**Prompt:** Format every line of the rows below as a Markdown table with a No column for the line number and a Line column for the line itself, leaving out blank lines.

**Provided material:**
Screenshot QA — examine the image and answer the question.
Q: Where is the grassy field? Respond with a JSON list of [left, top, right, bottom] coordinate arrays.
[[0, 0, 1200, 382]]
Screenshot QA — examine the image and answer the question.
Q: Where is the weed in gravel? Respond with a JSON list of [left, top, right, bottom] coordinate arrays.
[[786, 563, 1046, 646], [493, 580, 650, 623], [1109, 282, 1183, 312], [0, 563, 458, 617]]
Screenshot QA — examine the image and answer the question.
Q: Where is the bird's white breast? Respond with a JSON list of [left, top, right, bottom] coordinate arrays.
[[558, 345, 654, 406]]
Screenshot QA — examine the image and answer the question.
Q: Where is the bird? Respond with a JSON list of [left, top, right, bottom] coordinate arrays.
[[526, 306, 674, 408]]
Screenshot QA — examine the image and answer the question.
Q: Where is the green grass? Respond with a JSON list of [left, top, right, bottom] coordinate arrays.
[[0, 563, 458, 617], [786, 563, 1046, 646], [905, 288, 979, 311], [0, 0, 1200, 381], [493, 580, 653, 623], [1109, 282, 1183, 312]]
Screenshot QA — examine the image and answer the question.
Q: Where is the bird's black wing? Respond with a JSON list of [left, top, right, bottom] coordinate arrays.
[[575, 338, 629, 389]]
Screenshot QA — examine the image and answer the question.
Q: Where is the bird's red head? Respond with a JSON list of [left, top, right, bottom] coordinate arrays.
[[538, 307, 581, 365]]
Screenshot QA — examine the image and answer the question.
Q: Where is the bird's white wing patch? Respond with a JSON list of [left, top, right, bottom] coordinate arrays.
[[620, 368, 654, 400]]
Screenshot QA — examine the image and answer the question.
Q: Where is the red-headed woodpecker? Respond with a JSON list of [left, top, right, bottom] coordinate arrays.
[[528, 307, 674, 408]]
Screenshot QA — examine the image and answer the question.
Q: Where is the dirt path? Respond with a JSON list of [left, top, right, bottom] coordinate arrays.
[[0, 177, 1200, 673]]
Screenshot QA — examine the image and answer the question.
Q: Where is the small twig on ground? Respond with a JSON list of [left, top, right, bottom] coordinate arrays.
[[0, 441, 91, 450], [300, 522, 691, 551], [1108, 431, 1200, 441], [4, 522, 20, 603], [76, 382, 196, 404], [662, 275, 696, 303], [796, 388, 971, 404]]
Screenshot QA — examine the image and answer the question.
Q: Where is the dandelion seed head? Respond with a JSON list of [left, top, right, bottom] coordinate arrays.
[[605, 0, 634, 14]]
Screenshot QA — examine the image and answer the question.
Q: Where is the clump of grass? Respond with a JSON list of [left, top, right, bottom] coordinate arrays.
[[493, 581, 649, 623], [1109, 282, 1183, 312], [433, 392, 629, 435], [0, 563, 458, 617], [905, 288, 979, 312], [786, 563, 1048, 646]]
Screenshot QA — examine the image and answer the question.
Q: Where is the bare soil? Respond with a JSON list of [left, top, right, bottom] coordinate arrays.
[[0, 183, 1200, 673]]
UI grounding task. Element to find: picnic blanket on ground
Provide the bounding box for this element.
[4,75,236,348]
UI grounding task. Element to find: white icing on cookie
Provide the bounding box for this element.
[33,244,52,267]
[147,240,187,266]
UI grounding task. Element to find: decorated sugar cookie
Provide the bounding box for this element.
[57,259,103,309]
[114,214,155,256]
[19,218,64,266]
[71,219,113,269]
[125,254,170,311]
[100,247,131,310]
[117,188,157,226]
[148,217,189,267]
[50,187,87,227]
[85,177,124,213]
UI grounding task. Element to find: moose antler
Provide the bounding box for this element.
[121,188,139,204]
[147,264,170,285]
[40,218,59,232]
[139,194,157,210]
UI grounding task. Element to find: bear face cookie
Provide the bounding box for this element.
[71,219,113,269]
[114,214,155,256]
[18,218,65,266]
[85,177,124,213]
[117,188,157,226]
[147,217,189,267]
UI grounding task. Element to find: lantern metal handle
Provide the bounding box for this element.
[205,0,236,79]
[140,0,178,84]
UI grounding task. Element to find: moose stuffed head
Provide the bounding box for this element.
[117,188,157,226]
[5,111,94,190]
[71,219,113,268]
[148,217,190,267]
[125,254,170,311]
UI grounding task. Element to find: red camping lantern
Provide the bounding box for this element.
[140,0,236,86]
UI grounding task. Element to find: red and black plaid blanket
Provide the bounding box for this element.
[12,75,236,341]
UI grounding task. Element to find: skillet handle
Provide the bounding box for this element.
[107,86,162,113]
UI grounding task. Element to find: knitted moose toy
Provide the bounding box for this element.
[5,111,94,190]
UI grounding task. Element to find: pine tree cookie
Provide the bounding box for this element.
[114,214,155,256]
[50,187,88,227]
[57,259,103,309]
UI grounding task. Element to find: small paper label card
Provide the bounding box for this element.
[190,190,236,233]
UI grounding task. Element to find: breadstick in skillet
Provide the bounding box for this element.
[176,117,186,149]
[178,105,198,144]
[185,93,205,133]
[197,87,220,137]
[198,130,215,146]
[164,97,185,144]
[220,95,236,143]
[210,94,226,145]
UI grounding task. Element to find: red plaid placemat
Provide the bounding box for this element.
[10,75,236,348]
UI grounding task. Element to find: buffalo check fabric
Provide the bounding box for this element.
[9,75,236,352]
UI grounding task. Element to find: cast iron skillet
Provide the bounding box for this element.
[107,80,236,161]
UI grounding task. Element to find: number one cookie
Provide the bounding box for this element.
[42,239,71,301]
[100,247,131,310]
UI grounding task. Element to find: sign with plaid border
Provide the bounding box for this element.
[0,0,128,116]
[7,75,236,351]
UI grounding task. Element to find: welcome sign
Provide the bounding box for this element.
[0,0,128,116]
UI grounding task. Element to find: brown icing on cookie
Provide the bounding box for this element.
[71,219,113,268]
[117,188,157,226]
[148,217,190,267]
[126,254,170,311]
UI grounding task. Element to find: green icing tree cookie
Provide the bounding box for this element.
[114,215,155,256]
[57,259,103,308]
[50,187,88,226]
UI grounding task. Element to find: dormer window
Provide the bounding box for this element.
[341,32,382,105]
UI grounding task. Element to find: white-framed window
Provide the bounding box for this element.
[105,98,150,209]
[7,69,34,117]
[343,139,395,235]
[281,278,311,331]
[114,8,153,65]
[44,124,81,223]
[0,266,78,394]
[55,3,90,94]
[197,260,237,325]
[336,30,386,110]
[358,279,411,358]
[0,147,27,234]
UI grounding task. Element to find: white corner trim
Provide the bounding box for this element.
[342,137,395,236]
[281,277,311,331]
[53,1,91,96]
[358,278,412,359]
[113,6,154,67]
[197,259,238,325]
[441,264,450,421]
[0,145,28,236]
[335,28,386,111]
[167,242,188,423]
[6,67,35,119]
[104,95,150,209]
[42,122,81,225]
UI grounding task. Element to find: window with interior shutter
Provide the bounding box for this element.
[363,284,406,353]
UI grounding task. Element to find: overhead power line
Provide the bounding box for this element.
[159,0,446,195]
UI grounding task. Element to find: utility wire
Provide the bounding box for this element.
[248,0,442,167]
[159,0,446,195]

**Correct result:**
| No | Line |
|---|---|
| 1 | Screenshot QA — examine the image and answer the question. |
| 2 | Q: Where is the grassy field? Respond with a JSON list of [left, top, right, bottom] coordinate arrays. |
| 3 | [[0, 0, 1200, 382]] |
| 4 | Screenshot QA — examine the image and answer the question. |
| 5 | Q: Where is the weed in gravel? Respond with a JSON list of [left, top, right, bottom] coordinate arrays. |
| 6 | [[786, 563, 1046, 646], [493, 580, 650, 623], [1109, 282, 1183, 312], [0, 563, 458, 617]] |
| 7 | Screenshot QA — examine the image and answer the question. |
| 8 | Q: Where is the bird's white breast? Respond with a JSON list of [left, top, right, bottom] coordinate arrays. |
| 9 | [[558, 345, 654, 406]] |
| 10 | Screenshot QA — examine the image and answer the question. |
| 11 | Q: Where is the bird? Respond with a JSON list of [left, top, right, bottom] coordinate arrays. |
| 12 | [[526, 306, 674, 408]] |
| 13 | Screenshot QA — examine the image and answer the question. |
| 14 | Q: Where is the green grass? Respond with a JSON list of [left, top, right, bottom] coordinate arrays. |
| 15 | [[0, 563, 458, 617], [786, 563, 1046, 646], [905, 288, 979, 311], [0, 0, 1200, 381], [493, 580, 653, 623], [1109, 282, 1183, 312]] |
| 16 | Screenshot QA — examine the image and answer the question. |
| 17 | Q: Where is the bird's black wing? Respond with a JSON list of [left, top, right, bottom] coordinate arrays. |
| 18 | [[575, 338, 629, 389]] |
| 19 | Screenshot QA — examine the image and answer the question. |
| 20 | Q: Where is the bird's red head? Respond with a JSON list of [left, top, right, bottom] coordinate arrays. |
| 21 | [[538, 307, 581, 365]] |
| 22 | Screenshot QA — examine the image and answer the question. |
| 23 | Q: Where is the bird's white wing patch? Respond with a JSON list of [left, top, right, bottom] coordinate arrays. |
| 24 | [[620, 368, 654, 400]] |
| 25 | Screenshot QA — examine the image and answer the question. |
| 26 | Q: Where is the red-headed woodpecker? Respond with a JSON list of [left, top, right, bottom] coordinate arrays. |
| 27 | [[528, 307, 674, 408]] |
| 28 | Screenshot QA — examine the image and answer the question. |
| 29 | Q: Where is the dirt path? Respond with a JSON list of [left, top, right, bottom] coordinate arrays. |
| 30 | [[0, 177, 1200, 673]] |
| 31 | Screenshot QA — examine the image and answer the question. |
| 32 | Q: Where is the small twig on ground? Respond with a JSON list of [left, top, right, bottom] coordinate arrays. |
| 33 | [[0, 441, 91, 450], [300, 522, 691, 551], [1108, 431, 1200, 441], [4, 522, 20, 603], [76, 382, 196, 404], [662, 275, 696, 303], [796, 388, 971, 404]] |
| 34 | Screenshot QA — examine the image and answer the question. |
| 35 | Q: Where is the dandelion seed head? Respond with a JSON list of [left, top, right, bottom] coordinate arrays. |
| 36 | [[605, 0, 634, 14]] |
| 37 | Screenshot QA — examine the image and answer the question. |
| 38 | Q: Where is the clump of grass? Respond with a JSON list of [left, top, right, bottom] coordinate arrays. |
| 39 | [[493, 581, 649, 623], [1109, 282, 1183, 312], [433, 392, 629, 435], [0, 563, 458, 617], [905, 288, 979, 312], [786, 563, 1048, 646]] |
| 40 | Screenshot QA — examine the image and answer the question. |
| 41 | Q: Where is the bare soil? Respond with a JSON list of [left, top, right, bottom] coordinate arrays. |
| 42 | [[0, 183, 1200, 673]] |
| 43 | UI grounding task. Element to find: picnic blanket on ground |
| 44 | Provide the bounding box for this element. |
| 45 | [4,75,236,348] |
| 46 | UI grounding task. Element to find: white icing on cookie |
| 47 | Provide the bounding box for this element. |
| 48 | [33,244,52,267] |
| 49 | [147,240,187,266] |
| 50 | UI grounding task. Element to find: decorated sugar cookie |
| 51 | Provide the bounding box for this element. |
| 52 | [57,259,103,309] |
| 53 | [114,214,155,256] |
| 54 | [19,218,64,266] |
| 55 | [71,219,113,269] |
| 56 | [125,254,170,311] |
| 57 | [100,247,131,310] |
| 58 | [117,188,157,226] |
| 59 | [148,217,189,267] |
| 60 | [50,187,87,227] |
| 61 | [85,177,124,213] |
| 62 | UI grounding task. Element to find: moose antler |
| 63 | Provide the bounding box for this element. |
| 64 | [121,188,139,204] |
| 65 | [147,264,170,285] |
| 66 | [40,218,59,232] |
| 67 | [139,194,157,210] |
| 68 | UI grounding task. Element to find: bear face cookie |
| 69 | Provide the bounding box for this element. |
| 70 | [71,219,113,269] |
| 71 | [114,214,155,256] |
| 72 | [18,218,65,266] |
| 73 | [85,177,124,213] |
| 74 | [117,188,157,226] |
| 75 | [147,217,189,267] |
| 76 | UI grounding task. Element to find: lantern metal handle |
| 77 | Provide the bounding box for this element. |
| 78 | [205,0,236,79] |
| 79 | [140,0,178,84] |
| 80 | UI grounding task. Element to find: moose stuffed head |
| 81 | Provide the bounding box for this element. |
| 82 | [117,188,157,226] |
| 83 | [5,111,94,190] |
| 84 | [71,219,113,268] |
| 85 | [148,217,190,267] |
| 86 | [125,254,170,311] |
| 87 | UI grounding task. Element to find: red camping lantern |
| 88 | Provide the bounding box for this element. |
| 89 | [140,0,236,86] |
| 90 | UI grounding task. Element to find: red and black plaid blanket |
| 91 | Provide the bounding box for this element. |
| 92 | [12,75,236,341] |
| 93 | UI grounding task. Element to find: skillet handle |
| 94 | Provide the bounding box for this element. |
| 95 | [107,86,162,113] |
| 96 | UI grounding task. Element to find: knitted moose toy |
| 97 | Provide the bounding box for this element. |
| 98 | [5,111,94,190] |
| 99 | UI grounding task. Element to find: pine tree cookie |
| 100 | Provide the bounding box for this element. |
| 101 | [114,214,155,256] |
| 102 | [50,187,88,227] |
| 103 | [57,259,103,309] |
| 104 | UI grounding task. Element to find: small paper label card |
| 105 | Provide the bounding box for this element. |
| 106 | [190,190,236,233] |
| 107 | UI grounding task. Element to find: breadstick in skillet |
| 108 | Provide the bounding box for this element. |
| 109 | [176,117,186,149] |
| 110 | [178,105,198,144] |
| 111 | [185,93,205,133] |
| 112 | [197,87,220,137] |
| 113 | [198,130,215,146] |
| 114 | [164,97,185,144] |
| 115 | [220,95,236,143] |
| 116 | [210,94,226,145] |
| 117 | UI grounding task. Element to find: red plaid placemat |
| 118 | Provide the bounding box for this element. |
| 119 | [10,75,236,348] |
| 120 | UI grounding task. Element to find: buffalo check fabric |
| 121 | Provide the bounding box for this element. |
| 122 | [9,75,236,352] |
| 123 | UI grounding task. Element to find: cast iron skillet |
| 124 | Provide the bounding box for this element. |
| 125 | [107,80,236,161] |
| 126 | UI grounding task. Element to find: number one cookie |
| 127 | Provide the bounding box for this element. |
| 128 | [42,239,71,301] |
| 129 | [100,247,131,310] |
| 130 | UI grounding task. Element to find: sign with plaid border |
| 131 | Provide the bounding box for this element. |
| 132 | [0,0,128,116] |
| 133 | [7,75,236,351] |
| 134 | UI grounding task. Element to find: welcome sign |
| 135 | Provide the bounding box for this element. |
| 136 | [0,0,128,116] |
| 137 | UI grounding task. Element to find: brown icing on cookie |
| 138 | Provide the bounding box for this element. |
| 139 | [71,219,113,268] |
| 140 | [117,188,157,226] |
| 141 | [148,217,190,267] |
| 142 | [126,254,170,311] |
| 143 | UI grounding task. Element to find: green icing tree cookie |
| 144 | Provide the bounding box for this element. |
| 145 | [114,215,155,256] |
| 146 | [57,259,103,308] |
| 147 | [50,187,88,226] |
| 148 | UI grounding task. Element to find: dormer window |
| 149 | Provide the bounding box for this element. |
| 150 | [341,32,382,105] |
| 151 | UI grounding task. Element to find: white-framed window |
| 152 | Provide the bounding box for this element. |
| 153 | [105,98,150,209] |
| 154 | [7,69,34,117] |
| 155 | [343,139,395,235] |
| 156 | [281,278,311,331] |
| 157 | [114,8,153,65] |
| 158 | [44,124,81,223] |
| 159 | [0,266,78,394] |
| 160 | [55,3,90,94] |
| 161 | [197,260,237,325] |
| 162 | [336,30,386,110] |
| 163 | [358,279,411,358] |
| 164 | [0,147,27,234] |
| 165 | UI grounding task. Element to find: white corner trim |
| 166 | Provide the bounding box for this element. |
| 167 | [342,137,395,236] |
| 168 | [281,277,311,331] |
| 169 | [53,1,91,96] |
| 170 | [358,278,412,359] |
| 171 | [113,6,154,67] |
| 172 | [197,259,238,325] |
| 173 | [441,264,450,421] |
| 174 | [0,145,28,236] |
| 175 | [335,28,386,111] |
| 176 | [167,242,188,423] |
| 177 | [6,67,35,119] |
| 178 | [104,95,150,209] |
| 179 | [42,122,81,225] |
| 180 | UI grounding task. Element to find: window with interior shutter |
| 181 | Provide the bounding box for this element. |
| 182 | [363,284,406,353] |
| 183 | UI grounding task. Element to find: overhead power line |
| 184 | Provide the bounding box for this element. |
| 185 | [159,0,446,195] |
| 186 | UI grounding task. Element to find: utility wire |
| 187 | Provide the bounding box for this element. |
| 188 | [248,0,442,167] |
| 189 | [159,0,446,195] |